**Exercise directions:**
Retype exactly the lines that run from the line with "A teaching note to the class: indicate the green" to the final line of the entries, keeping both ends and nothing else.

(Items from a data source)
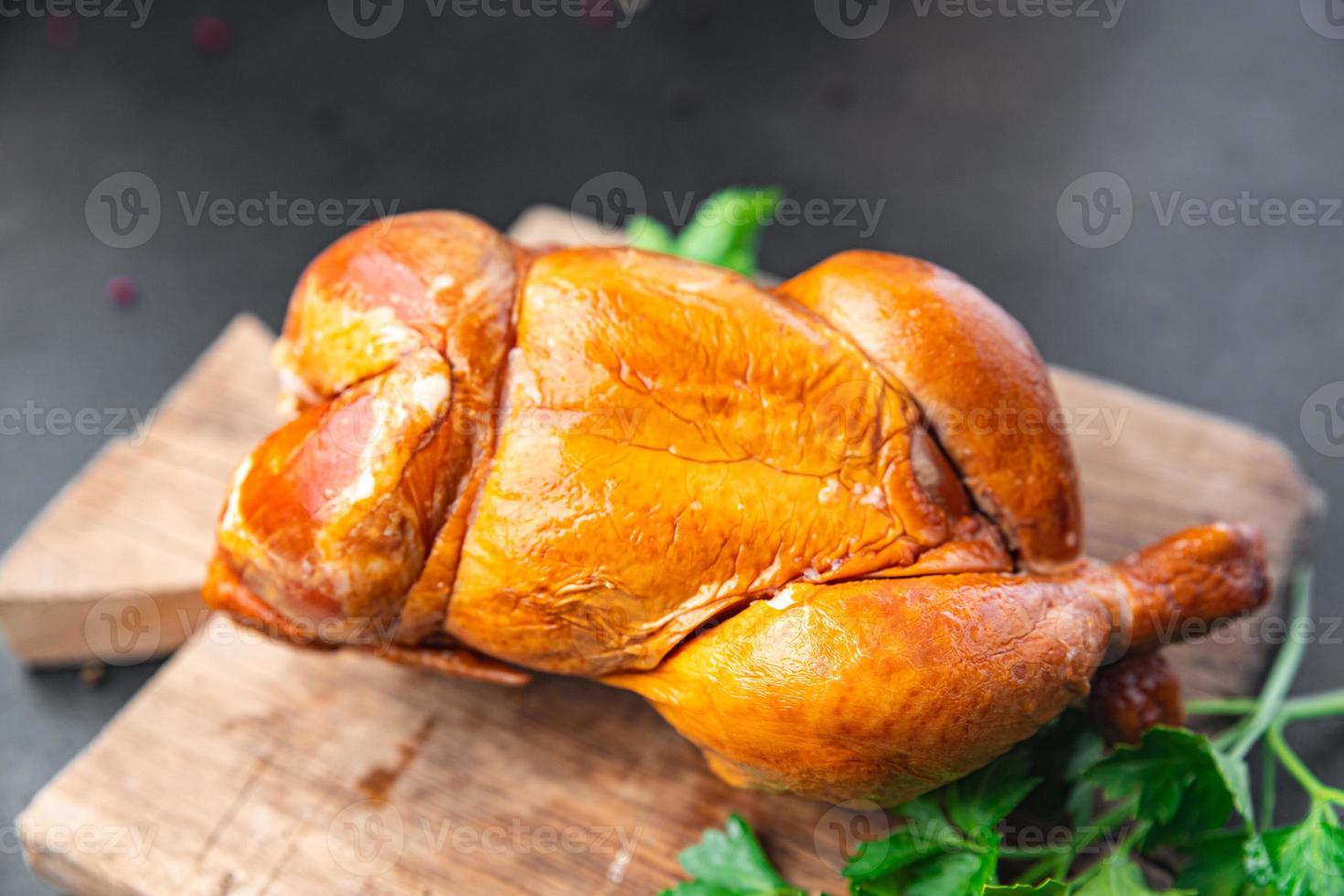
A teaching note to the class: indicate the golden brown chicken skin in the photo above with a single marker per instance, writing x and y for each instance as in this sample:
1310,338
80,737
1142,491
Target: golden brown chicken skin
801,523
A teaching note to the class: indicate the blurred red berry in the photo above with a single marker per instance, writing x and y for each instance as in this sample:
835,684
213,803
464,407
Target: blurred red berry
59,31
123,291
211,35
600,14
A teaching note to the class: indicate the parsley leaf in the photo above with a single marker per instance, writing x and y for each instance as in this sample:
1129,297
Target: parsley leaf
1218,865
1120,876
730,863
938,853
1043,888
725,231
1184,784
1308,859
983,799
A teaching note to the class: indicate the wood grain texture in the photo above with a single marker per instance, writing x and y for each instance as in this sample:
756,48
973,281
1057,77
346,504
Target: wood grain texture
251,769
112,567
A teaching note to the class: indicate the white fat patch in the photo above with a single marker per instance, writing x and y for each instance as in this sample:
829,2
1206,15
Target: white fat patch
781,601
365,486
233,520
827,493
431,392
869,496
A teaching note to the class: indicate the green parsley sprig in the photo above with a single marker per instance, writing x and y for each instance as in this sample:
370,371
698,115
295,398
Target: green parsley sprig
1179,798
725,231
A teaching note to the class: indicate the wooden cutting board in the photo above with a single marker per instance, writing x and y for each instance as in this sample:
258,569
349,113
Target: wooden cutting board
251,769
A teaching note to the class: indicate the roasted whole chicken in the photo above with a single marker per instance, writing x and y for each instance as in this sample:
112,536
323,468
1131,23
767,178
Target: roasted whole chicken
831,531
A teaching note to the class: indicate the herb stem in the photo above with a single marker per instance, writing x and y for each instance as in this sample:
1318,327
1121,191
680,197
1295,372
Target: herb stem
1269,775
1317,706
1284,670
1316,789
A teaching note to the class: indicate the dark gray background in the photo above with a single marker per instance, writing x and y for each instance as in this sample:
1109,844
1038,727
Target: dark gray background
969,128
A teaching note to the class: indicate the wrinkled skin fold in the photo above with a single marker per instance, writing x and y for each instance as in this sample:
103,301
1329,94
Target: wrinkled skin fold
778,516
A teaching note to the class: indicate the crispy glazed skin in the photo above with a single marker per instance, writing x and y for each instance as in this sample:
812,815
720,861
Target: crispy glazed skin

**The output:**
A teaching note to the class: indicate the green parsley sprig in the photo above with a single marker per instance, writing x and y for each instance as in this sample:
370,371
698,115
295,398
Target: green parsley sprig
1179,798
725,231
A teaching note to the class: indicate the wooden cutting board in the photo above with a single marker per instance, writing x and y for each instance as in this sample:
258,569
349,113
Target: wooden cutting board
251,769
A teaching note to the class: indicate the roasted whole chicken in the photo above with a single marker per instance, writing x and y for each instance as in this sample:
112,536
323,468
1131,23
767,178
Target: roasted whole chicken
831,531
A teaching note to the class: indicate the herb stem in the photo above with a single marker per instance, writing x and y for each instance as in this sample:
1318,327
1121,191
680,197
1295,372
Target: herb stem
1269,775
1317,706
1284,670
1316,789
A teaching note to the class: indicate the dark gray background in the photo above with a single marker per instance, writing x and y for each instance as in this sample:
1109,844
1038,727
Target: dark gray background
969,128
A teaching note to the class: indicate the wrinkled skin fold in the photo above with a single marker per instance, writing x and y for each instance as in this sample:
103,301
1329,94
Target: wrinkled skin fold
778,516
A teaching note to the class: indicate the crispy glazed skin in the photo above with a single marker per instance, writing x and y for each instance as in this sample:
812,815
720,861
Target: crispy glazed skin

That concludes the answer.